■ Source passage:
# ATIS Tech vs Construction Tech



## daship (29 Sep 2008)

I am currently a Naval Comm Tech. After 4 years of training I was sent to sea only to find out that I am chronically sea sick. Due to this fact I am now looking at remuster. I have it narrowed down to either Construction Tech or ATIS tech. I have chosen ATIS because it is almost a mirror of my current trade. and Construction Tech because I was a carpenter for a number of years prior to joining the CF. (no papers) I have found pros and cons to both trades, but I would love to hear you all sound in on this. I am currently in Halifax but would like to either go to North Bay, Greenwood or Toronto. (all for different reasons). I would love to have some first hand accounts of experiences with these trades and your pros and cons. What are my deployment cahances for each? (I don't mind deploying) What are my chances of longer postings to one place? (I have two small kids and would prefer to stay in one place as long as possible). What are the traingings like.( I believe that I am done the majority of my training for ATIS, having been a Comm Tech.) I know that this is some what long winded and all over the place, but anything that you all could add would be much appreciated.
Thank You 
Shawn


----------



## BC Old Guy (29 Sep 2008)

To find out what training you would be credited for if you go ATIS, as for a PLAR.  Your BPSO should be able to staff that for you.

Outside of this forum, you could/should talk to people who are in the occupations.  Base Construction Engineering should have some construction techs, although a number of locations have formed them into a platoon/troop/flight to take on deployable tasks.

You should also be able to talk to ATIS techs at Greenwood or at Comox.  There may even be some in the BTIS section .


----------



## Eye In The Sky (29 Sep 2008)

There are quite a few ATIS in MARLANT and other units around CFB Halifax, and then there is the whole WTIS over at 12 Wing.

■ Exercise details:
Answer these questions from the forum thread on the ATIS and Construction Tech trades:
1. What condition is the original poster looking to remuster because of?
2. At which two places does BC Old Guy say the poster could talk to ATIS techs?
3. According to Eye In The Sky, what is over at 12 Wing?
The listing below is from a separate source and has no connection to the forum thread.

■ Entries shown:
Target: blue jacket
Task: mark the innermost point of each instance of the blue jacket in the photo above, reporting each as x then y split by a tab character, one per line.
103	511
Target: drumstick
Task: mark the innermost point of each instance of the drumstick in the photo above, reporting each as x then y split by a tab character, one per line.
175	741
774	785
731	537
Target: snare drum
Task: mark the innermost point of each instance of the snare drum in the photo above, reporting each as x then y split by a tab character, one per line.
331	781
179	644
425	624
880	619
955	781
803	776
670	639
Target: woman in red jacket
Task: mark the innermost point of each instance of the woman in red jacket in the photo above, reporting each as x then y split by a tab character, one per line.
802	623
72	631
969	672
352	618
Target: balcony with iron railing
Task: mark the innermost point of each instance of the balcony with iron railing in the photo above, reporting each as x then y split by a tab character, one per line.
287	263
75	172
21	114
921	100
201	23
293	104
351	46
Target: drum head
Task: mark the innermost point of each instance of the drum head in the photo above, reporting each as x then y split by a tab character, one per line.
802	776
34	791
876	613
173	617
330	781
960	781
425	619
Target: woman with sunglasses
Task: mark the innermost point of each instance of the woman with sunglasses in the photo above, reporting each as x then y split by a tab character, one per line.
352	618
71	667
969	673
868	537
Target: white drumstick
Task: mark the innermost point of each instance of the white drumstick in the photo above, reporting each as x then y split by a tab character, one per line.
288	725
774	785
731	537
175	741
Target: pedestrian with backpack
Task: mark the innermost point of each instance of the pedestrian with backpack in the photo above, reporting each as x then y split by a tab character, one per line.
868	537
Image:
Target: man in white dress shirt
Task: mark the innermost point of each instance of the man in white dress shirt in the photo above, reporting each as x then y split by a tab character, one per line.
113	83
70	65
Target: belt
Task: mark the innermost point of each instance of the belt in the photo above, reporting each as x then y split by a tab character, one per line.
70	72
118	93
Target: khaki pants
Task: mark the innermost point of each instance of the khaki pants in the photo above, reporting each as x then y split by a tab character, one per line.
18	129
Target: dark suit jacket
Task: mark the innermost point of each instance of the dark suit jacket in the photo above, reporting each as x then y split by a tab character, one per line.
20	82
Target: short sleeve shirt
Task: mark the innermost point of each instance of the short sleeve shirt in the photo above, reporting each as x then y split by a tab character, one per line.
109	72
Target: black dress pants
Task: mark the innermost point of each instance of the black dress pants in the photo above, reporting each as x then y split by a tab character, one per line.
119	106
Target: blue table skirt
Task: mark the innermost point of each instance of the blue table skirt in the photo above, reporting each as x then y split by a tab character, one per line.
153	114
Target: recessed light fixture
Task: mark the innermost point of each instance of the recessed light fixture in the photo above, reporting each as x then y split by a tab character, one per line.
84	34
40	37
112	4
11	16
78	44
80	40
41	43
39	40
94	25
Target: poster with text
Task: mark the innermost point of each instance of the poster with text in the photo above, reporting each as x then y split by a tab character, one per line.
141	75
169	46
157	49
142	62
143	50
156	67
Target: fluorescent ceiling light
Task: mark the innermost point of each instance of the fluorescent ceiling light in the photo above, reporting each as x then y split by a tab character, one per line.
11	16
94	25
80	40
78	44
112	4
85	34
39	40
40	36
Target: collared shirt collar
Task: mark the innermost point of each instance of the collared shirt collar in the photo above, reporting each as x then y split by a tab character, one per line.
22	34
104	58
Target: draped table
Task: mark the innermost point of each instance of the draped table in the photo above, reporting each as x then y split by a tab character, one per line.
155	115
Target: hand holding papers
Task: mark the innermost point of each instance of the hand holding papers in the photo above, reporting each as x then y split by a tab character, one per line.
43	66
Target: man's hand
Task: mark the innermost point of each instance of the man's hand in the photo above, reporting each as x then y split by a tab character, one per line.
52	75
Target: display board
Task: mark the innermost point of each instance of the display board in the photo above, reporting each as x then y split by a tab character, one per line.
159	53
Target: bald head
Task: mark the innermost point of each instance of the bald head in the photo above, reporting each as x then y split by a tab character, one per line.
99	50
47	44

■ Correct response:
1. Chronic seasickness.
2. Greenwood and Comox.
3. The whole WTIS.